• Kutipan pilihan

▶

Presiden Joko Widodo meluncurkan tiga paket kebijakan ekonomi untuk merespons kondisi ekonomi global yang berpengaruh pada ekonomi Indonesia. Namun, beberapa kalangan menilai kebijakan itu sudah dikeluarkan tiga kali oleh para anggota kelompok 20 ekonomi utama (G20) tapi tidak ada perubahan.
“Kebijakan saat ini hasil pertemuan anggota G20. Resep yang diyakini manjur tapi pada praktinya selalu gagal. Kebijakan ini copy paste dari solusi G20 tahun 2010 (Toronto-Korea Selatan) dan 2013 (Saint Petersburg, Rusia) dan dimodifikasi baru lagi pada 2014 (Brisbane, Australia),” kata Yulius Purwadi Hermawan, peneliti G20 dari Universitas Katolik Parahyangan, Kamis (10/9).
Menurut dia, negara-negara G20 akan mengulangi kesalahan yang sama dengan persoalan yang sama. Begitu pula dengan Indonesia. Setiap pertemuan Menteri Keuangan dan Gubernur Bank Sentral sedunia, pemerintah akan mengimplementasikan kebijakan tersebut dengan cepat. Sedangkan negara lain kita tidak tahu kebijakannya.

◀

• Tugas singkat A
Menurut kutipan, berapa paket kebijakan ekonomi yang diluncurkan Presiden Joko Widodo?
Kutipan di atas tidak berkaitan dengan daftar.

• Materi yang ditampilkan
▶

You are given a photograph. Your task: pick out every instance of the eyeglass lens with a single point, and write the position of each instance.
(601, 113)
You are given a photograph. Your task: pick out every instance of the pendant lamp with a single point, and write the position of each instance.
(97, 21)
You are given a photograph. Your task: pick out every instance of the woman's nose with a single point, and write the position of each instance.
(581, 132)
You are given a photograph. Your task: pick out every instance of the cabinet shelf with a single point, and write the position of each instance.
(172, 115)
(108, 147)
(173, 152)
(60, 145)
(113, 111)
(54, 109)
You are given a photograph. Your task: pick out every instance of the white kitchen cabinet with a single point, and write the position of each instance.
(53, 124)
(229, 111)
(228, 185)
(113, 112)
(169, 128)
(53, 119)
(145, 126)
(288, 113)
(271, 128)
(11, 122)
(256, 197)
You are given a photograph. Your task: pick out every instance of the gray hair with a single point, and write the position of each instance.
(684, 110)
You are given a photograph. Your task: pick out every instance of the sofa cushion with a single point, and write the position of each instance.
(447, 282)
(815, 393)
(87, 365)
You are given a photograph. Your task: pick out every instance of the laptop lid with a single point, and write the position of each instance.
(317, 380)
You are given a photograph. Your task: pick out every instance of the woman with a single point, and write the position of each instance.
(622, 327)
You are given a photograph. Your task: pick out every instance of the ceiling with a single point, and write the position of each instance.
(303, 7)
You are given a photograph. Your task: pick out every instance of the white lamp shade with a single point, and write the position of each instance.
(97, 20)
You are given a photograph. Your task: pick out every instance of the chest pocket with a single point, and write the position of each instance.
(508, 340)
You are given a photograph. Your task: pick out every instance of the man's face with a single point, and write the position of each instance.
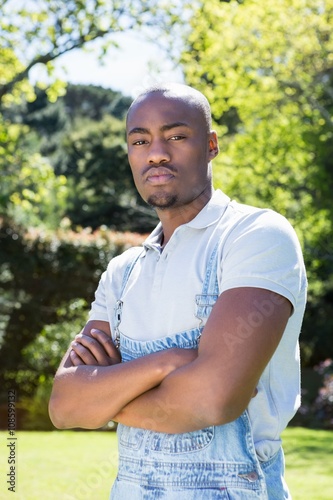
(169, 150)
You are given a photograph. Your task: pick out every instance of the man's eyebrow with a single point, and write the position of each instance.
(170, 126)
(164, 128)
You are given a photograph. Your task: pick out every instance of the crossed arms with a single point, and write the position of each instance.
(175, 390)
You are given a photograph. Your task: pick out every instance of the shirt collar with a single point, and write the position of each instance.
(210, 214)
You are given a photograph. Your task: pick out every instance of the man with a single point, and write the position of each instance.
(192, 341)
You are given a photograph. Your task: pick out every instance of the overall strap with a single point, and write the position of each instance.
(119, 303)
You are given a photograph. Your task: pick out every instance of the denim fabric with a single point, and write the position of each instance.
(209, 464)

◀
▶

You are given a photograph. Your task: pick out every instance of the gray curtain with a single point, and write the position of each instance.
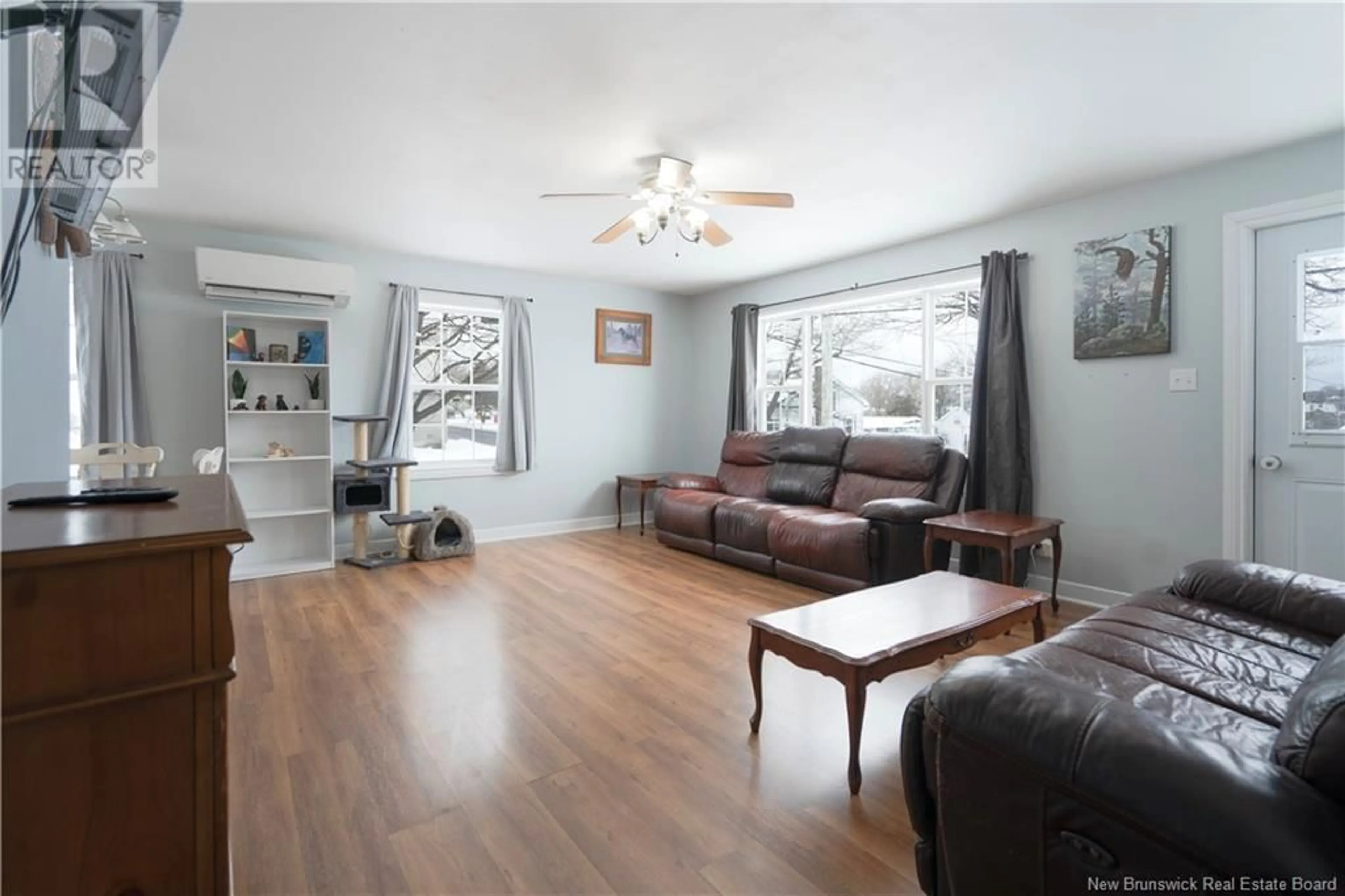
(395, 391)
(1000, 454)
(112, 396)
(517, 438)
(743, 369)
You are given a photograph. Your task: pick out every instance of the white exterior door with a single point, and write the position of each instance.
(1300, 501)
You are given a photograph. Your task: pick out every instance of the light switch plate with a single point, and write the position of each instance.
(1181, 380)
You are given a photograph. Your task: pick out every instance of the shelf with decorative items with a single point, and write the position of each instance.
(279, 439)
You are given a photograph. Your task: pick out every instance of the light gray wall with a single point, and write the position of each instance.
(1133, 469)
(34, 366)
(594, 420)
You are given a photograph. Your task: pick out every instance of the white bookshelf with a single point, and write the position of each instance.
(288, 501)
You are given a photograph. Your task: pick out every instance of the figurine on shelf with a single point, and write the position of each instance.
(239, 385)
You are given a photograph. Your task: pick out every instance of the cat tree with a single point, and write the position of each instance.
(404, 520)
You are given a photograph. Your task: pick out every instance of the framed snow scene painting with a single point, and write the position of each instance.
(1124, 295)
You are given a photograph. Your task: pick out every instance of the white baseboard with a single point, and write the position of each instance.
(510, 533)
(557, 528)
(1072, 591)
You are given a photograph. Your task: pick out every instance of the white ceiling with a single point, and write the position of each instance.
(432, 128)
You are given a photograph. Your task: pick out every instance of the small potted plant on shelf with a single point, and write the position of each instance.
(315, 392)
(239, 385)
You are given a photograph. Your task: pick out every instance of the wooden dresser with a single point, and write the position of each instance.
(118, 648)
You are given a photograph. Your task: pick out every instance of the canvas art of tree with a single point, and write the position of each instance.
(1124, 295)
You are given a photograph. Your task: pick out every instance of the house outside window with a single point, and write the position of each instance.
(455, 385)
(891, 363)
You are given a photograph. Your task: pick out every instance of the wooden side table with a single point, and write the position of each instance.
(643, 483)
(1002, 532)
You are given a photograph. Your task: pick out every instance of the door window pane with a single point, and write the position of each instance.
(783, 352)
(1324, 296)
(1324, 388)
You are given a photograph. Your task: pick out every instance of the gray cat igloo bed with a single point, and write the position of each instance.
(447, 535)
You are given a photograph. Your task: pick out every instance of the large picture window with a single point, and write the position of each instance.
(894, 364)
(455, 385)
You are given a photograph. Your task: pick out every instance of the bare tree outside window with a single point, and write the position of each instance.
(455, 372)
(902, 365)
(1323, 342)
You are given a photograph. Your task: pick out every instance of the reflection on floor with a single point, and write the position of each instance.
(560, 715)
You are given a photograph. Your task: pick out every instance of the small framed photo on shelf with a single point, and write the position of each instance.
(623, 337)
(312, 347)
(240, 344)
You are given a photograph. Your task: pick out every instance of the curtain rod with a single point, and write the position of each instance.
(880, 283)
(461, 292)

◀
▶

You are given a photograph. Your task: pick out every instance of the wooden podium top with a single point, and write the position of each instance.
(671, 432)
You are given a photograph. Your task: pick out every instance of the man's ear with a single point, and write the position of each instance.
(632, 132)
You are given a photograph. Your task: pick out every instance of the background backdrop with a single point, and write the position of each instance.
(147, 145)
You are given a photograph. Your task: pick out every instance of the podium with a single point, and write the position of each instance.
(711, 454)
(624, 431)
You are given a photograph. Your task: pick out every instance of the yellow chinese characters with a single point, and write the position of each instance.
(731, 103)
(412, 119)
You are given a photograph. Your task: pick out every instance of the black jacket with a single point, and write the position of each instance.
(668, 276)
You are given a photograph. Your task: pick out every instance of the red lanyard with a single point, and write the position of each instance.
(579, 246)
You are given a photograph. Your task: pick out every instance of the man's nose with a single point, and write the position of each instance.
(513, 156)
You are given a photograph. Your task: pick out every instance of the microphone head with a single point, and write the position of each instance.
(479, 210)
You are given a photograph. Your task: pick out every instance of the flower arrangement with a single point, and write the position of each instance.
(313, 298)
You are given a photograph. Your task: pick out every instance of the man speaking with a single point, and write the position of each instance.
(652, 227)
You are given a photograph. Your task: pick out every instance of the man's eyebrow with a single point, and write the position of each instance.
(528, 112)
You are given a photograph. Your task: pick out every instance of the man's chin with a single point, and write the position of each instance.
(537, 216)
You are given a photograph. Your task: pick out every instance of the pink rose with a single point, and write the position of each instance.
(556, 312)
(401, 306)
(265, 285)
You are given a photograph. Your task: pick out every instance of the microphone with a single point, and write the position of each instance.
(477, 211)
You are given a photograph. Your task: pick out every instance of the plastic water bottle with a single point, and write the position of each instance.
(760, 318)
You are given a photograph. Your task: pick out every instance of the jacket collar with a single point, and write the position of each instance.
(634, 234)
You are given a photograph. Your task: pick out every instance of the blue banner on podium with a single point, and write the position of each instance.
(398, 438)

◀

• Tugas singkat B
Pilih setiap baris daftar yang memuat kata "ceiling", lalu salin baris-baris itu. Huruf besar dan kecil dibedakan.

• Jawaban benar A
Tiga paket.

• Jawaban benar B
You are given a photograph. Your task: pick out every instance of the ceiling with a single point, and write the position of each instance.
You are given a photograph. Your task: pick out every instance of the white ceiling with a single point, and write the position of each instance.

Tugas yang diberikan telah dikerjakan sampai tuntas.